__The exercise__: Convert the material below into a Markdown table with the columns "Row" and "Line", giving each non-blank line its own numbered row.

__Information given__:
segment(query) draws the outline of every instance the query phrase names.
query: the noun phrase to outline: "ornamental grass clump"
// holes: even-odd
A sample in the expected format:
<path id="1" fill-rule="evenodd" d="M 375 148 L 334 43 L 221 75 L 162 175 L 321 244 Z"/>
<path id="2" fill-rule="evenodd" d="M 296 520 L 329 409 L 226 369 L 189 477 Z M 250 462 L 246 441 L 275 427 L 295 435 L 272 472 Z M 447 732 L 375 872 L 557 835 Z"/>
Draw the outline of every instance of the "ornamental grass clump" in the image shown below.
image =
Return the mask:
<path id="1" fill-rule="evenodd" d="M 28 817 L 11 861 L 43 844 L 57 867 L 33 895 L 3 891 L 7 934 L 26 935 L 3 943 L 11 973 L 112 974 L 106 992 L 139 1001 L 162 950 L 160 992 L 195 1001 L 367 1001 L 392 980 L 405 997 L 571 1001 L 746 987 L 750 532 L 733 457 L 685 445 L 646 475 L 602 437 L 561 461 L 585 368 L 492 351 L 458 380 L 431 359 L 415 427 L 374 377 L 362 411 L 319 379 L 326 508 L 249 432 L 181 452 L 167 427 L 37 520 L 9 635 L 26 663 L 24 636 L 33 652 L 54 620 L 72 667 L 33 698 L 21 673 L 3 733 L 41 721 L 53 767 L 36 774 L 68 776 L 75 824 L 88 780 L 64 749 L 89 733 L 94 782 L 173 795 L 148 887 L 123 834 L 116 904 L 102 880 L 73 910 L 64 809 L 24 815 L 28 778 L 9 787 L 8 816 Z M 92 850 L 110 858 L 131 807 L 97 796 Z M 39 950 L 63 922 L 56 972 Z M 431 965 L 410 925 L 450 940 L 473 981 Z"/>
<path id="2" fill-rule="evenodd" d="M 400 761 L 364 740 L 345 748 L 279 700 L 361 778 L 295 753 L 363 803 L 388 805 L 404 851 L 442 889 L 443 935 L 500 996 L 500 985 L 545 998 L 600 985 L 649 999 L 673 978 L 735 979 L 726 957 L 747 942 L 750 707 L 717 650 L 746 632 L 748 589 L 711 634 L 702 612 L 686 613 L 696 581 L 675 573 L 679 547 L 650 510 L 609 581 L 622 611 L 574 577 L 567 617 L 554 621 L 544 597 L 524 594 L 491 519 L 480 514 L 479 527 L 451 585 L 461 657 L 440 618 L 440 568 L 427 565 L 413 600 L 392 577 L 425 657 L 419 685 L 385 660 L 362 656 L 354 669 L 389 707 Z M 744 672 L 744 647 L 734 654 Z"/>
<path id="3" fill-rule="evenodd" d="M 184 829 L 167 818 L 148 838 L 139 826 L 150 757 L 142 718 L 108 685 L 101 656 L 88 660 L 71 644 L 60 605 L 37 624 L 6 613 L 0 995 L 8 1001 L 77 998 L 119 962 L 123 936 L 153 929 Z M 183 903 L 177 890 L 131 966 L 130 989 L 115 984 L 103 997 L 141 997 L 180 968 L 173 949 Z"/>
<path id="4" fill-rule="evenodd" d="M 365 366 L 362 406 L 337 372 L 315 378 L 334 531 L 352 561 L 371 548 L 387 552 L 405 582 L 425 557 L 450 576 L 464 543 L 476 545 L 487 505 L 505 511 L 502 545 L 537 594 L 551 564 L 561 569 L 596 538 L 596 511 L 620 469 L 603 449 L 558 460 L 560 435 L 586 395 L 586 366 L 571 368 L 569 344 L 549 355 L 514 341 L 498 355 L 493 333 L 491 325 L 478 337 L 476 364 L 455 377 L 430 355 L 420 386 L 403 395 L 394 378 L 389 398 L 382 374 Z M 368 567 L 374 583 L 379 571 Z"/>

__Final result__:
| Row | Line |
|---|---|
| 1 | segment(query) draws the outline of every instance the query phrase names. |
| 2 | query: the noun phrase to outline: "ornamental grass clump" |
| 3 | // holes: even-odd |
| 4 | A sample in the expected format: |
| 5 | <path id="1" fill-rule="evenodd" d="M 375 148 L 334 43 L 221 75 L 162 175 L 321 244 Z"/> |
| 6 | <path id="2" fill-rule="evenodd" d="M 296 520 L 329 409 L 226 369 L 189 477 Z M 250 462 L 246 441 L 275 427 L 295 435 L 272 472 Z M 447 732 L 375 872 L 557 835 Z"/> |
| 7 | Draw the outline of every instance of the "ornamental grass clump" in the image shown below. |
| 8 | image = |
| 9 | Return the mask: |
| 10 | <path id="1" fill-rule="evenodd" d="M 28 817 L 11 861 L 43 844 L 57 867 L 33 895 L 3 891 L 7 934 L 26 935 L 3 943 L 11 973 L 112 974 L 106 992 L 139 1001 L 162 950 L 160 992 L 195 1001 L 367 1001 L 392 980 L 405 997 L 571 1001 L 746 987 L 750 532 L 733 457 L 685 445 L 646 475 L 602 437 L 561 461 L 585 368 L 492 351 L 458 380 L 431 359 L 415 427 L 374 377 L 362 411 L 319 379 L 326 508 L 249 432 L 181 452 L 167 427 L 37 520 L 9 635 L 26 663 L 24 636 L 33 652 L 54 620 L 72 667 L 33 698 L 21 673 L 3 733 L 41 721 L 53 767 L 36 774 L 68 776 L 75 824 L 88 780 L 64 749 L 89 733 L 94 782 L 173 795 L 148 887 L 123 834 L 116 904 L 102 880 L 73 910 L 64 809 L 24 815 L 28 778 L 9 787 L 8 816 Z M 92 850 L 110 858 L 131 807 L 97 796 Z M 39 950 L 63 922 L 56 972 Z M 431 965 L 410 925 L 450 940 L 473 981 Z"/> |
| 11 | <path id="2" fill-rule="evenodd" d="M 400 761 L 364 740 L 345 748 L 279 700 L 361 778 L 295 753 L 363 803 L 388 805 L 404 851 L 442 889 L 443 935 L 500 996 L 500 985 L 545 998 L 600 985 L 649 999 L 673 978 L 735 979 L 726 957 L 747 942 L 750 707 L 717 650 L 746 632 L 748 589 L 711 634 L 702 612 L 686 613 L 696 581 L 675 573 L 679 547 L 650 510 L 609 581 L 622 611 L 574 577 L 567 617 L 554 621 L 544 597 L 524 594 L 491 519 L 480 514 L 479 527 L 451 585 L 461 657 L 440 618 L 440 568 L 427 565 L 413 600 L 392 577 L 425 657 L 419 685 L 385 660 L 362 656 L 354 669 L 389 707 Z M 744 672 L 744 647 L 734 654 Z"/> |
| 12 | <path id="3" fill-rule="evenodd" d="M 184 829 L 167 818 L 148 838 L 139 826 L 150 757 L 142 718 L 108 685 L 101 656 L 88 660 L 71 644 L 60 605 L 37 624 L 6 613 L 0 995 L 8 1001 L 77 998 L 119 962 L 123 936 L 153 929 Z M 183 903 L 177 890 L 131 966 L 130 989 L 115 984 L 103 997 L 141 997 L 180 968 L 173 949 Z"/> |
| 13 | <path id="4" fill-rule="evenodd" d="M 365 366 L 362 406 L 337 372 L 315 378 L 334 531 L 352 561 L 371 548 L 387 552 L 405 582 L 425 557 L 450 576 L 464 543 L 476 545 L 487 505 L 505 511 L 502 545 L 537 594 L 551 564 L 561 569 L 596 538 L 596 511 L 620 469 L 603 449 L 558 460 L 560 435 L 586 395 L 586 366 L 571 368 L 569 344 L 549 355 L 514 341 L 498 355 L 493 333 L 491 325 L 478 337 L 476 364 L 455 377 L 430 355 L 420 386 L 403 395 L 394 378 L 389 398 L 382 374 Z M 368 567 L 374 583 L 379 571 Z"/> |